Retype the passage of the commentary on Google between "And of course, there's" and "and tremendously faulty.", inclusive.

#### TEXT SHOWN:
══════════════════════════════

I.e., an historian uniquely qualified to report on the Trump Administration.

■ Megan McArdle comments on the ideological skirmishes out west: Silicon Valley Will Pay the Price for Its Lefty Leanings. Can you spell b-o-y-c-o-t-t?

To be sure, boycotts are rarely all that effective. But most boycotts involve minor matters of policy. This is about tribal identity. Google fired a conservative for writing a rather anodyne memo. If it turns out that the company was at the same time tolerating truly vicious conservative bashing in its internal systems—well, no one wants to give their hard-earned money to people or companies that are violently bigoted against them.

Perhaps even more importantly, conservatives vote. They elect legislators and public officials whose actions can deeply affect Google’s business. In general, Google has gotten much friendlier treatment from American regulators than from the EU or China. But American government is currently heavily dominated by Republicans who are unlikely to want to be nice to a powerful corporation whose internal communications suggest that it views advancing a progressive agenda, and bashing conservatives, as part of its corporate mission.

And of course, there's this other bit of evidence that Google does see conservative-bashing as part of its corporate mission…

■ The Daily Caller is rightfully steamed about Google's new "Reviewed Claims" feature, deployed sloppily and asymmetrically against conservative sites. They report: Washington Post: We Didn’t Attack The Daily Caller, and Don’t Know Why Google Is.

Google’s relatively new “fact check” feature proves there’s something fundamentally wrong with at least some of its highly influential algorithms, after an investigation by The Daily Caller News Foundation found that the widget is both blatantly biased and tremendously faulty.

══════════════════════════════

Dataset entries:
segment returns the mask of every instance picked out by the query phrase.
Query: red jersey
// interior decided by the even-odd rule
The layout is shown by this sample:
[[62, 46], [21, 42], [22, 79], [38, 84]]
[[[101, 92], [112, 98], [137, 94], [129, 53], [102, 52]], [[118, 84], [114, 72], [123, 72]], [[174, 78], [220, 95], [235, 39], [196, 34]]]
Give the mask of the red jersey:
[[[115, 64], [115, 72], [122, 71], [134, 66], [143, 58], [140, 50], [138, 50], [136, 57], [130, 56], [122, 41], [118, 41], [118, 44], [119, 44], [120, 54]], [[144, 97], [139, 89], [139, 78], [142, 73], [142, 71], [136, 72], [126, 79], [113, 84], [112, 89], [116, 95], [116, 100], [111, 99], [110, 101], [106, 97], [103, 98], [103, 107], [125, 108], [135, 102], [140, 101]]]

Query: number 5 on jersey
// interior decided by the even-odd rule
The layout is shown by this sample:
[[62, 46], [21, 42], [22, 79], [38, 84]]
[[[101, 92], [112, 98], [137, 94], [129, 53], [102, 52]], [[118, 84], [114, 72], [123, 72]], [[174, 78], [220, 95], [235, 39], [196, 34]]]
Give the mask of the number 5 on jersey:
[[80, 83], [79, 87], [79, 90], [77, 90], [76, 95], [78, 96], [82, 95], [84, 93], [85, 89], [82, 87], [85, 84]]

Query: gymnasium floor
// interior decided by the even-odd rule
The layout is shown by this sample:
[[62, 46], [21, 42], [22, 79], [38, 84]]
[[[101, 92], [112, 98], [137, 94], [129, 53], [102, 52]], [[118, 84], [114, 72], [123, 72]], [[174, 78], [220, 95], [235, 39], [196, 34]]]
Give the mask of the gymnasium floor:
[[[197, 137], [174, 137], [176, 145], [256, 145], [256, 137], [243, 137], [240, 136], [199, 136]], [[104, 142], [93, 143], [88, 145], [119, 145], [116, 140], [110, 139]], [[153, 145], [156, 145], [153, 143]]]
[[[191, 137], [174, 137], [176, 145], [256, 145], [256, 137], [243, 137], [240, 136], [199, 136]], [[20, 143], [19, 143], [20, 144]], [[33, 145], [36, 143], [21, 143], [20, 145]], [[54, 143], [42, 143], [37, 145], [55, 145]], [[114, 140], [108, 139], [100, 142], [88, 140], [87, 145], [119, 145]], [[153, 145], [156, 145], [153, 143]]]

══════════════════════════════

#### ANSWER TO THIS PROBLEM:
And of course, there's this other bit of evidence that Google does see conservative-bashing as part of its corporate mission…

■ The Daily Caller is rightfully steamed about Google's new "Reviewed Claims" feature, deployed sloppily and asymmetrically against conservative sites. They report: Washington Post: We Didn’t Attack The Daily Caller, and Don’t Know Why Google Is.

Google’s relatively new “fact check” feature proves there’s something fundamentally wrong with at least some of its highly influential algorithms, after an investigation by The Daily Caller News Foundation found that the widget is both blatantly biased and tremendously faulty.